# Given task
Arrange the stretch from the start of the rows through the line containing "xmin=0 ymin=364 xmax=244 ymax=431" as a two-column CSV, one line per row, with columns "prompt" (the row's text) and "boxes" (its answer). Put each value in a quoted field, turn line breaks into spaces, and leave the pictures out.
Start of Material shown
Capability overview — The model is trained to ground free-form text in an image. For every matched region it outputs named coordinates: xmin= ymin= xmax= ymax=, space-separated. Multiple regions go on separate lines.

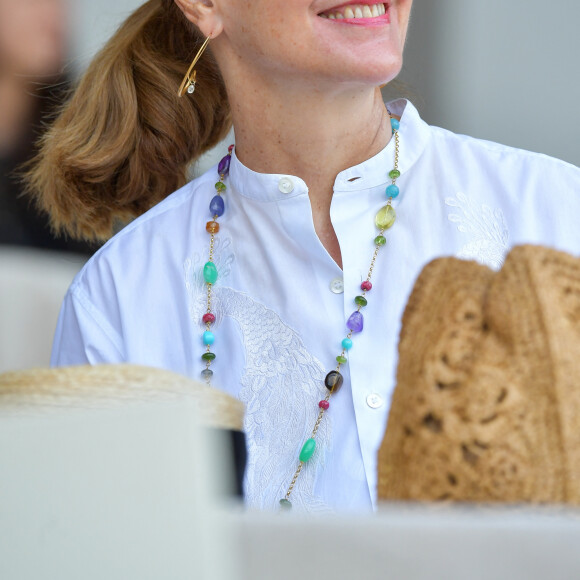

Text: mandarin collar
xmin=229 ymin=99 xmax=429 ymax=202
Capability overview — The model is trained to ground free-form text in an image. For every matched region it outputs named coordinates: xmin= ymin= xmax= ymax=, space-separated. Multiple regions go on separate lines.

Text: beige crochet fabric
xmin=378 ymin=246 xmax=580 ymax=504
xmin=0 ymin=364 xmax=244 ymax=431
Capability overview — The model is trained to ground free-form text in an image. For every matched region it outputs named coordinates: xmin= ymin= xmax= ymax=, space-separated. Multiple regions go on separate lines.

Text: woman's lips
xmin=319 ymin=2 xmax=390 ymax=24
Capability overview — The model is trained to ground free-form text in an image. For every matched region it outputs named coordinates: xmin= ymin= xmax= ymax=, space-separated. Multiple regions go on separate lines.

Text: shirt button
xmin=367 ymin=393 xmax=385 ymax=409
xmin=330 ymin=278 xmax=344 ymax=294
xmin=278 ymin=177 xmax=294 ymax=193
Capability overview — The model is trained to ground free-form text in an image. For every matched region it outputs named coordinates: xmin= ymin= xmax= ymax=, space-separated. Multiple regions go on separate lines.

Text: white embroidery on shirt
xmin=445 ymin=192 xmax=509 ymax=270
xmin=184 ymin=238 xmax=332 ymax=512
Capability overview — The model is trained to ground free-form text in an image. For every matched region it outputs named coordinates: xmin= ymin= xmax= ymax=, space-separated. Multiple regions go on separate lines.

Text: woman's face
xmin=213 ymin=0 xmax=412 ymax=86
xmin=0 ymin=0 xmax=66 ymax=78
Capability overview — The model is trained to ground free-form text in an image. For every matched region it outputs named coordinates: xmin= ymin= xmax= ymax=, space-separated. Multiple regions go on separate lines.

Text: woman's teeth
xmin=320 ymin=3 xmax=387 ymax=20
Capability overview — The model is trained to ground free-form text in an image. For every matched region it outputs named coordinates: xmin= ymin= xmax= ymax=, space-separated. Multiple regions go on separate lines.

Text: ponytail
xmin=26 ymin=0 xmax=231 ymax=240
End of Material shown
# Exercise solution
prompt,boxes
"Capability overview — The model is trained to ground free-form text in an image. For every matched region it outputs named coordinates: xmin= ymin= xmax= ymax=, space-separated. Multiple regions go on separate lines. Text: mandarin collar","xmin=229 ymin=99 xmax=429 ymax=202"
"Capability overview — The model is trained to ground free-form text in an image. For every matched region it outputs named coordinates: xmin= ymin= xmax= ymax=, space-separated. Multiple regions go on separate lines. Text: beige crochet fabric","xmin=378 ymin=246 xmax=580 ymax=504 xmin=0 ymin=364 xmax=244 ymax=431"